## [PROBLEM DETAILS]
Find "The component shall mark one dot per instance of the toyota" in the data below; transcribe the line it appears on and each line after it, exactly, to the end, and nothing else.

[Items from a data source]
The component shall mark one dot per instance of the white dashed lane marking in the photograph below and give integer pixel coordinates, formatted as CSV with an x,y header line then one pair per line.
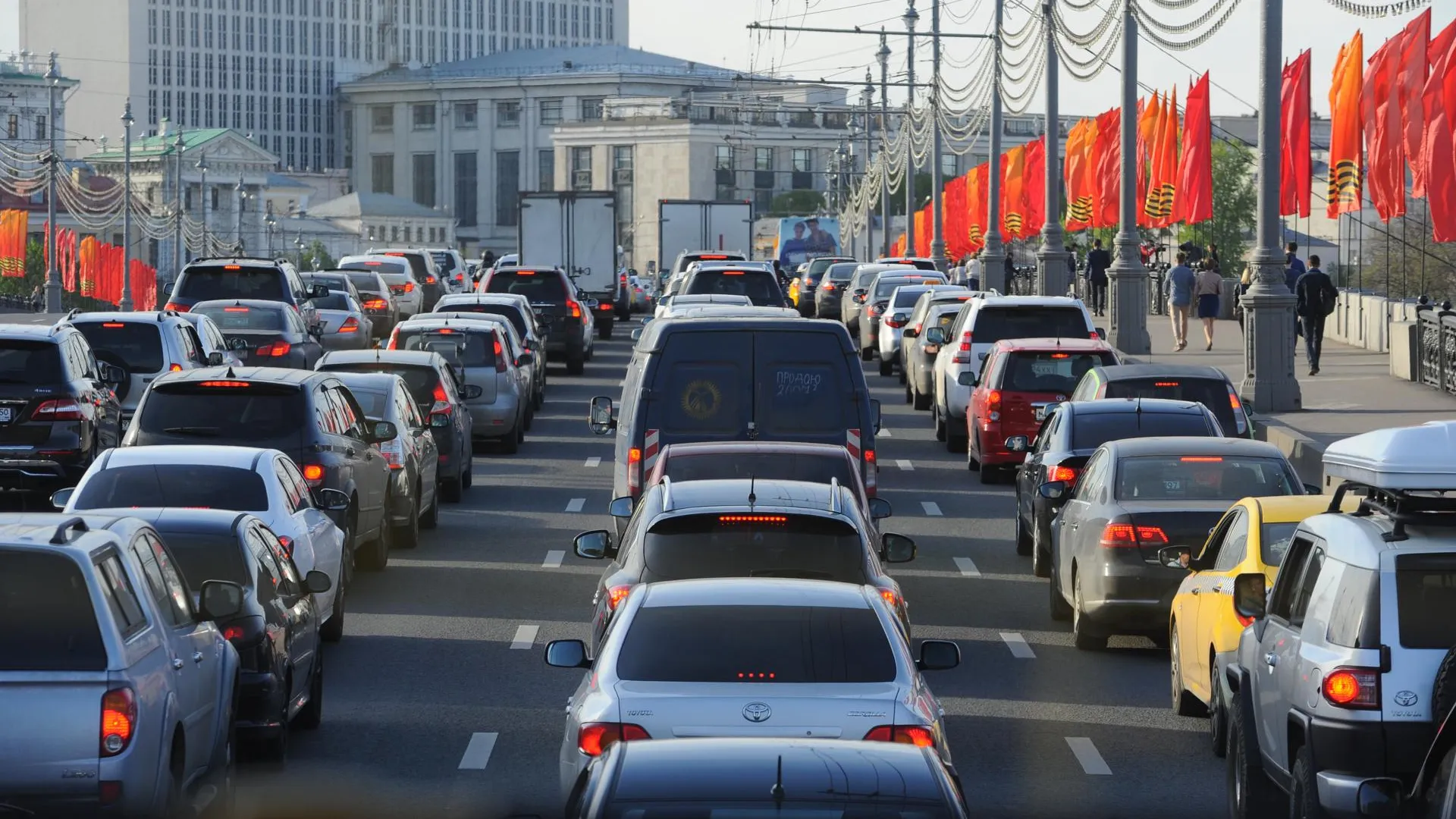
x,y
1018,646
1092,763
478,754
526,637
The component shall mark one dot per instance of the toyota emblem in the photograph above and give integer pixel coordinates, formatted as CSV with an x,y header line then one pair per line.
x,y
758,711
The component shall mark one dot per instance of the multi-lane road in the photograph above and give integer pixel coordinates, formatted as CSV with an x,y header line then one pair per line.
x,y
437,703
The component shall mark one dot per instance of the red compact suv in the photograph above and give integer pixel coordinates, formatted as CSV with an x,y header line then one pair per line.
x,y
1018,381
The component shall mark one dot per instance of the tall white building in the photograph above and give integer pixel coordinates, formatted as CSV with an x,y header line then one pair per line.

## [ANSWER IN FULL]
The component shall mark one dot per instance of the toyota emblem in the photograph above and give integer pixel coordinates, formatted as CSV with an x,y header line then one pair per line.
x,y
758,711
The component shall mark one dot per instance of the multi-lane road in the photograph above and give integer pixel coordinates, formatted as CSV with an x,y header line then one pair per line.
x,y
437,703
The component shall mark one dot per instance of the red compact suv in the photograph above and give integer pixel coordinates, formatted as CSV with an x,y header line then one pair per line.
x,y
1018,381
The component shall mark one dot per instance of the tall white building in the photograph above and give integer pixel coordinates, formatted as CSV with an x,y header line then one pair per line.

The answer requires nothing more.